• [Written exercise]:
Leave out the pictures and print precisely the lines from the line with "Expected: a point placed on each instance of the gold" to the final line of the entries, both ends included.

(Records)
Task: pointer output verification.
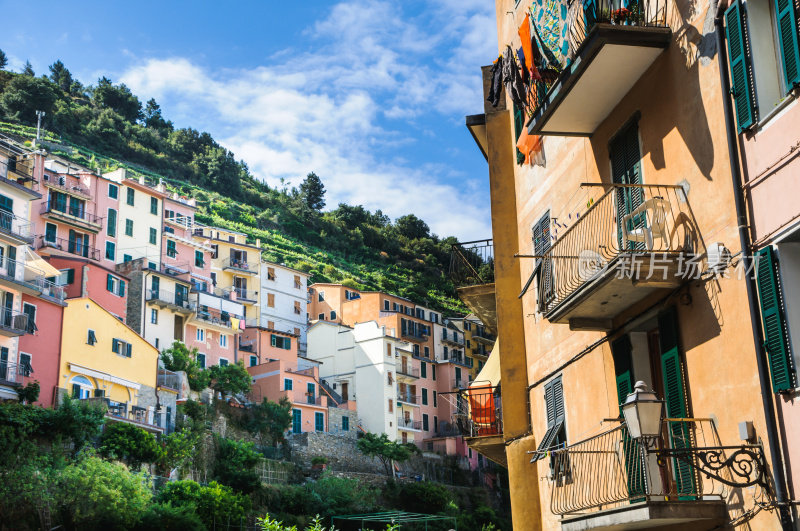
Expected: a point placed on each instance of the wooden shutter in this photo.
(774, 321)
(680, 433)
(787, 41)
(738, 63)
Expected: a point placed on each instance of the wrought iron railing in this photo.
(623, 225)
(688, 463)
(481, 412)
(472, 263)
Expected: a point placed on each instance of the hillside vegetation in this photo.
(105, 126)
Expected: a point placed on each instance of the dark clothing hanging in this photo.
(496, 87)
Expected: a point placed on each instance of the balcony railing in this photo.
(240, 265)
(484, 412)
(73, 214)
(409, 424)
(171, 299)
(612, 470)
(638, 233)
(168, 379)
(71, 247)
(18, 228)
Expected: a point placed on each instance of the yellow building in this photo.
(235, 267)
(104, 360)
(613, 223)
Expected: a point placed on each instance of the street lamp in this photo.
(642, 411)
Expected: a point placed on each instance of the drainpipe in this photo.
(776, 456)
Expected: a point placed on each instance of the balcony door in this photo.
(626, 170)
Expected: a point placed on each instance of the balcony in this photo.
(451, 338)
(408, 424)
(614, 47)
(605, 262)
(76, 217)
(240, 266)
(15, 230)
(172, 301)
(70, 247)
(168, 380)
(472, 272)
(13, 324)
(683, 478)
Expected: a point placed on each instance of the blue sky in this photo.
(369, 94)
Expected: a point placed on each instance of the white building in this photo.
(374, 369)
(284, 301)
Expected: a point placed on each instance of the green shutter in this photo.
(738, 63)
(774, 321)
(787, 41)
(675, 400)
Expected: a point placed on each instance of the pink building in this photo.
(280, 372)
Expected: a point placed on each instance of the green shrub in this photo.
(214, 504)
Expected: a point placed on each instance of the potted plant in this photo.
(319, 463)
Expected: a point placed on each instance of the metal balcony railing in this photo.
(646, 13)
(72, 247)
(240, 265)
(482, 413)
(472, 263)
(72, 212)
(409, 424)
(16, 227)
(688, 463)
(625, 221)
(168, 379)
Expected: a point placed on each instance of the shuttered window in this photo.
(556, 434)
(787, 41)
(739, 66)
(773, 320)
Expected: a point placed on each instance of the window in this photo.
(297, 421)
(30, 311)
(121, 347)
(281, 342)
(111, 226)
(556, 435)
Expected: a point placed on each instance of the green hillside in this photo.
(105, 127)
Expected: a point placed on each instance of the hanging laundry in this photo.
(496, 86)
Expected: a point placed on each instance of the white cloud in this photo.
(332, 111)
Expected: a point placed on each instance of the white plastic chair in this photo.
(654, 226)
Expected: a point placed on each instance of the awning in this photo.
(38, 265)
(490, 374)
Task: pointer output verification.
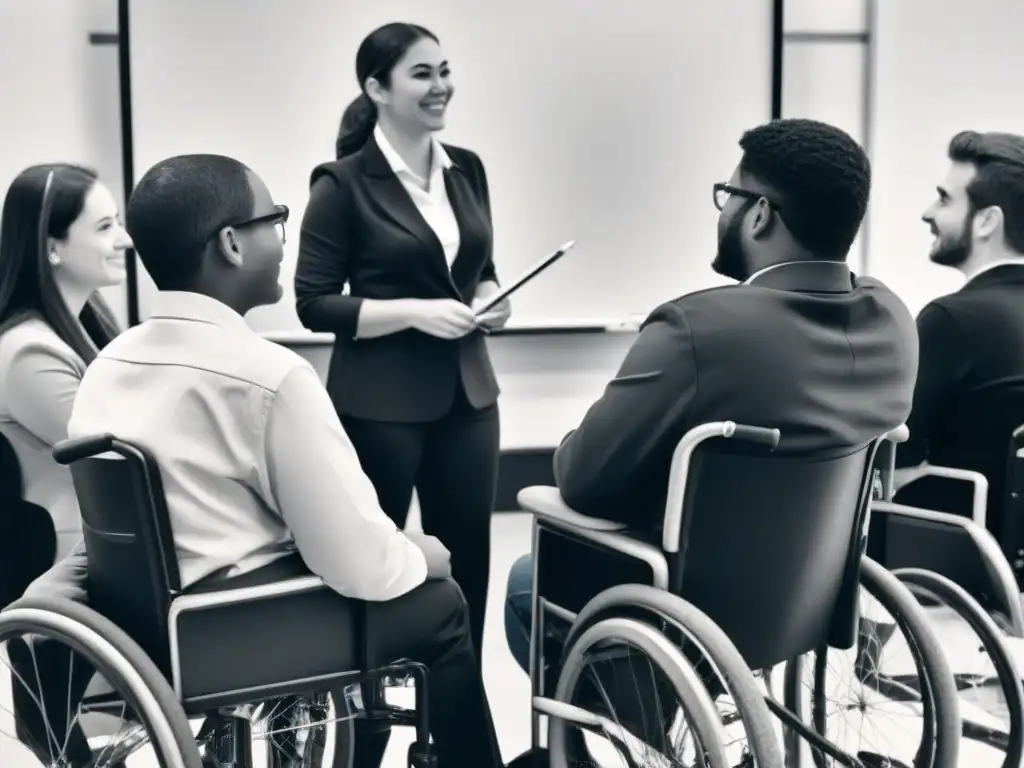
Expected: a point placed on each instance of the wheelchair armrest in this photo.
(980, 482)
(900, 434)
(545, 502)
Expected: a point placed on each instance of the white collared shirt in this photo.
(429, 196)
(759, 272)
(253, 459)
(993, 265)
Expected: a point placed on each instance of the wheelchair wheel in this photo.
(299, 731)
(905, 678)
(989, 685)
(724, 674)
(638, 726)
(54, 646)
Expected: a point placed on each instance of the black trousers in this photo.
(429, 625)
(453, 465)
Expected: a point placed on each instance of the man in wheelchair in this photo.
(801, 344)
(969, 398)
(260, 479)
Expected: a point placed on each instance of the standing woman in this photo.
(404, 221)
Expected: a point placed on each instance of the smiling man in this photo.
(970, 391)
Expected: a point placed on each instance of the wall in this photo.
(607, 127)
(67, 93)
(937, 74)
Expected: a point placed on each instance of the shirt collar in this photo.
(439, 159)
(994, 265)
(198, 308)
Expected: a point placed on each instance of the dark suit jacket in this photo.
(827, 357)
(970, 392)
(361, 228)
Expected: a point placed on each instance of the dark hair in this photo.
(820, 176)
(178, 206)
(998, 159)
(378, 53)
(28, 287)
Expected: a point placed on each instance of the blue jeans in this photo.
(519, 609)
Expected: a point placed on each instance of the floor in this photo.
(507, 685)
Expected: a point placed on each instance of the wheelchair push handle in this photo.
(71, 451)
(760, 435)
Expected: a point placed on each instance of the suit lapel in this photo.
(393, 199)
(463, 204)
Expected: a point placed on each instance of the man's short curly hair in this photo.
(178, 206)
(998, 160)
(819, 176)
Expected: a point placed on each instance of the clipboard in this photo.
(525, 278)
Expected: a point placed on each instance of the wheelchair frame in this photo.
(147, 526)
(550, 513)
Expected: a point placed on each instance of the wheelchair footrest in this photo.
(422, 756)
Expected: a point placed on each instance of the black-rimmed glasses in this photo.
(279, 218)
(722, 193)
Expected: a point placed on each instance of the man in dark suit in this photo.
(970, 392)
(801, 344)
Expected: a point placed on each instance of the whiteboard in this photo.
(600, 121)
(936, 73)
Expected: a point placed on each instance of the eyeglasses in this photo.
(279, 218)
(722, 193)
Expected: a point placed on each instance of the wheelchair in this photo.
(161, 658)
(757, 576)
(969, 584)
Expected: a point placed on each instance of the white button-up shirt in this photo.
(429, 196)
(253, 459)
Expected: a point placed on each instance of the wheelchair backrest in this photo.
(1012, 512)
(770, 545)
(133, 569)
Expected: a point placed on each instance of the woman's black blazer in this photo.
(361, 228)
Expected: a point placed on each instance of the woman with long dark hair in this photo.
(60, 241)
(404, 222)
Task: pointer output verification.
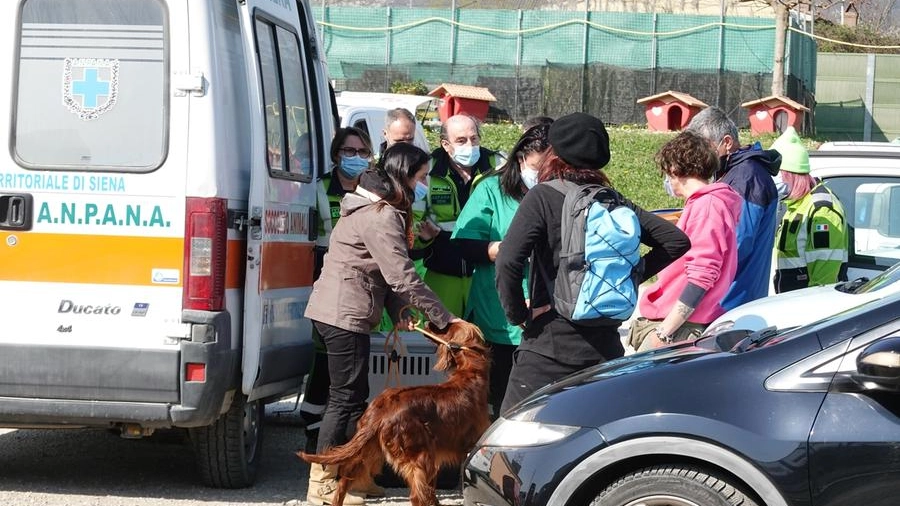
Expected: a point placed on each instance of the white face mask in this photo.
(668, 186)
(783, 188)
(466, 155)
(529, 176)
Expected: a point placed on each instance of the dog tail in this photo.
(344, 452)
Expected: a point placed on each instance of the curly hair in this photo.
(688, 155)
(341, 135)
(534, 140)
(555, 167)
(396, 168)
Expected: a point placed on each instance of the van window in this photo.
(871, 204)
(284, 93)
(92, 86)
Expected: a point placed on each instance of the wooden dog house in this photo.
(462, 99)
(775, 114)
(670, 110)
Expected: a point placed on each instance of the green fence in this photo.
(551, 62)
(858, 97)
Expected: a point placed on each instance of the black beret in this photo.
(580, 140)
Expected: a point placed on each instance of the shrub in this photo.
(409, 87)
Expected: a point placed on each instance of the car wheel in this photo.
(672, 486)
(228, 450)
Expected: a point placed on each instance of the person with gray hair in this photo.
(399, 126)
(749, 170)
(456, 166)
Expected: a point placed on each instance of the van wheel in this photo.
(228, 450)
(672, 486)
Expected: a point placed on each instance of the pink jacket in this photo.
(710, 220)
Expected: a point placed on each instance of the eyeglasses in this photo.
(362, 152)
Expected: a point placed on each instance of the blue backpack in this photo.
(599, 258)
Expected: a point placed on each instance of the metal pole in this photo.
(584, 57)
(452, 34)
(387, 51)
(518, 60)
(654, 43)
(720, 64)
(870, 97)
(322, 26)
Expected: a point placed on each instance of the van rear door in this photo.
(92, 231)
(288, 138)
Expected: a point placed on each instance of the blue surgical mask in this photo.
(529, 176)
(421, 191)
(781, 186)
(668, 186)
(353, 166)
(467, 155)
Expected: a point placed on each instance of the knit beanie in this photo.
(580, 140)
(794, 156)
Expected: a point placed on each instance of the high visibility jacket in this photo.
(447, 195)
(329, 193)
(812, 241)
(328, 205)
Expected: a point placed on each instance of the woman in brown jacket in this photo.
(367, 267)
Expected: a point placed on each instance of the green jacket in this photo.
(447, 194)
(812, 242)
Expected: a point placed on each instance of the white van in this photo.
(157, 216)
(367, 111)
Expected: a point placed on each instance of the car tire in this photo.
(672, 486)
(228, 451)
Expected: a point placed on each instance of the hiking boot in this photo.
(323, 483)
(367, 487)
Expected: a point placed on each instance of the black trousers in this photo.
(348, 372)
(501, 365)
(530, 372)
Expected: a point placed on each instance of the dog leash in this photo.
(391, 344)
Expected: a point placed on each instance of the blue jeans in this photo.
(348, 371)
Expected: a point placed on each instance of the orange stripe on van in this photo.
(235, 263)
(286, 265)
(99, 259)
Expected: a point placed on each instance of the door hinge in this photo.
(189, 82)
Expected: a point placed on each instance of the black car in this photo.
(810, 416)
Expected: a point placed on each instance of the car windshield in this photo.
(862, 285)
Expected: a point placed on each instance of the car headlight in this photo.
(521, 430)
(718, 328)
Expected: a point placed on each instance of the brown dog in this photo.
(419, 429)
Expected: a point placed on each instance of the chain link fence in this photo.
(551, 61)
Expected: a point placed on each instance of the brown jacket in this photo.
(367, 265)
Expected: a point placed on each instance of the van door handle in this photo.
(16, 211)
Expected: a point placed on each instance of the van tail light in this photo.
(205, 228)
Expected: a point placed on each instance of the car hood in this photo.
(673, 385)
(654, 362)
(793, 309)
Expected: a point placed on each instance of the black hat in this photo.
(580, 140)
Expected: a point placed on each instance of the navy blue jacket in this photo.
(749, 171)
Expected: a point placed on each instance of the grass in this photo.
(631, 168)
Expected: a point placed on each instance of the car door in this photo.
(854, 445)
(290, 132)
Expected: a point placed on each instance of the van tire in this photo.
(228, 451)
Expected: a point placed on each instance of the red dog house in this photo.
(671, 110)
(774, 114)
(462, 99)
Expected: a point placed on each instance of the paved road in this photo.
(89, 467)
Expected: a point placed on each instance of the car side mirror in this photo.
(878, 366)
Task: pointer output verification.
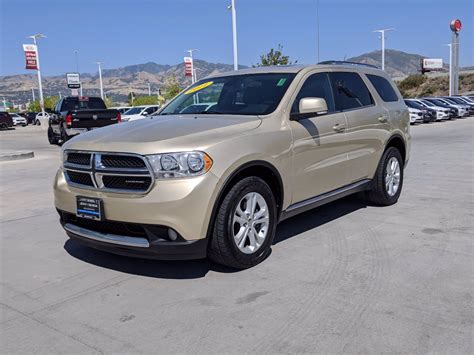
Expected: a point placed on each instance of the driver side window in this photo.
(317, 85)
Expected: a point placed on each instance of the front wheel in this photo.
(245, 225)
(388, 179)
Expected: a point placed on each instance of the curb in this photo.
(16, 155)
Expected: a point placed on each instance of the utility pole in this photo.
(40, 86)
(193, 77)
(317, 24)
(234, 33)
(100, 80)
(382, 37)
(77, 70)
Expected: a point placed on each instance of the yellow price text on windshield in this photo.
(199, 87)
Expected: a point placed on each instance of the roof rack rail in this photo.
(343, 62)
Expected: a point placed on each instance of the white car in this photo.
(18, 120)
(122, 109)
(139, 112)
(442, 113)
(416, 116)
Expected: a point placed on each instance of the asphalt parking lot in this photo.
(345, 277)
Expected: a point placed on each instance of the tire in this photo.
(51, 137)
(381, 194)
(223, 248)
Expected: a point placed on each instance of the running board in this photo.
(327, 197)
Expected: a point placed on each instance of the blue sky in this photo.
(124, 32)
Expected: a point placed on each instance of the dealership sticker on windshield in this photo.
(281, 82)
(199, 87)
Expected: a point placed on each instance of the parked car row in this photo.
(430, 109)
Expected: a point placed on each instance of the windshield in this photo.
(252, 94)
(90, 103)
(134, 111)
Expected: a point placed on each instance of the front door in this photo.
(319, 148)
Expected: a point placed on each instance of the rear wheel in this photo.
(245, 225)
(388, 180)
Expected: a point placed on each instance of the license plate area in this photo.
(90, 208)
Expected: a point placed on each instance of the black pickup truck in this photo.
(73, 115)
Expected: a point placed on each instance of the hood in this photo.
(160, 134)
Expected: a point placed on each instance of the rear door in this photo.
(319, 143)
(367, 120)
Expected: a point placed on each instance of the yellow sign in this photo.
(199, 87)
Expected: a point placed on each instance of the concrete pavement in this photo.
(345, 277)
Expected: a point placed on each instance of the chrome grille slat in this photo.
(118, 172)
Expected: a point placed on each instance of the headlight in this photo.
(177, 165)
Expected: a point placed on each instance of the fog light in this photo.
(172, 234)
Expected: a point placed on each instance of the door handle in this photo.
(339, 128)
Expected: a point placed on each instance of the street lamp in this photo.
(35, 37)
(100, 80)
(76, 52)
(382, 37)
(450, 68)
(234, 33)
(193, 74)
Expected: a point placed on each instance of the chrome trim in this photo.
(106, 237)
(97, 172)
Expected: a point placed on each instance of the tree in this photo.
(171, 87)
(145, 100)
(274, 57)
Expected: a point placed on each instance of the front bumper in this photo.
(182, 205)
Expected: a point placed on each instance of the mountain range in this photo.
(119, 82)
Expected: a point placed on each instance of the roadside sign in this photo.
(188, 66)
(432, 63)
(73, 80)
(31, 56)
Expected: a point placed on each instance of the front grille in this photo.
(127, 182)
(79, 158)
(122, 173)
(79, 178)
(122, 161)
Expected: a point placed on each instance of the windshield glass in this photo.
(134, 111)
(252, 94)
(90, 103)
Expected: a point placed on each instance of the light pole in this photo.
(76, 54)
(100, 80)
(234, 33)
(382, 37)
(193, 74)
(450, 68)
(34, 37)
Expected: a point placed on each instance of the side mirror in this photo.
(310, 106)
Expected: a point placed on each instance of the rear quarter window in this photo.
(383, 87)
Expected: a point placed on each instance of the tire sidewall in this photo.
(392, 153)
(264, 190)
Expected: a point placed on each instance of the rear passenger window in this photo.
(383, 87)
(317, 85)
(350, 91)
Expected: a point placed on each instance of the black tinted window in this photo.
(350, 91)
(383, 87)
(317, 85)
(85, 103)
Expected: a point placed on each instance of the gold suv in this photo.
(231, 156)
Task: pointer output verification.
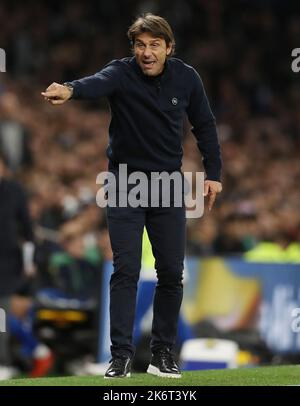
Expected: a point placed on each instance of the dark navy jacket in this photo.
(148, 114)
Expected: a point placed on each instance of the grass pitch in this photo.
(262, 376)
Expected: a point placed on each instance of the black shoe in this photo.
(163, 364)
(120, 368)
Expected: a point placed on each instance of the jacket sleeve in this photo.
(101, 84)
(204, 128)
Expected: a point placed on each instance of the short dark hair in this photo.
(153, 24)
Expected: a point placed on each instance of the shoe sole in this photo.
(118, 377)
(155, 371)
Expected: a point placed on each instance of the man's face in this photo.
(151, 53)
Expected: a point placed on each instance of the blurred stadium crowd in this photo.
(241, 50)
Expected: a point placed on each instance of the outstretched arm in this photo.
(103, 83)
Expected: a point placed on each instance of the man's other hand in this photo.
(57, 94)
(211, 188)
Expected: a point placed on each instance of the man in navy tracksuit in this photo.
(149, 96)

• [Answer below]:
Expected: a point placed on each instance of the gold suv in this photo.
(231, 156)
Task: pointer output verification.
Expected: a point placed on each instance of the dark navy jacket in this photo.
(148, 114)
Expected: a point placed on each instance of the grass pitch in this photo.
(262, 376)
Expected: a point placed on each instance of the black shoe in this photo.
(163, 364)
(120, 368)
Expected: a point placed on each instance of the jacket sleeve in this photo.
(101, 84)
(204, 128)
Expected: a point placed on each instance of the short dark hair in this photo.
(153, 24)
Expected: a point placed on each instance of the shoe sole in this photo.
(118, 377)
(155, 371)
Expected: a point placed on each instance of the man's face in this photo.
(151, 53)
Expected: a point placed on each instance of the blurred stadium crowd in this photo.
(241, 50)
Expected: a point placed on each instance of the outstretched arm in this photo.
(103, 83)
Expected: a point placed on each instance of the man's other hand in this photo.
(57, 94)
(211, 188)
Expected: a point placed on each instance of the man in navy tracksuit in this photo.
(149, 96)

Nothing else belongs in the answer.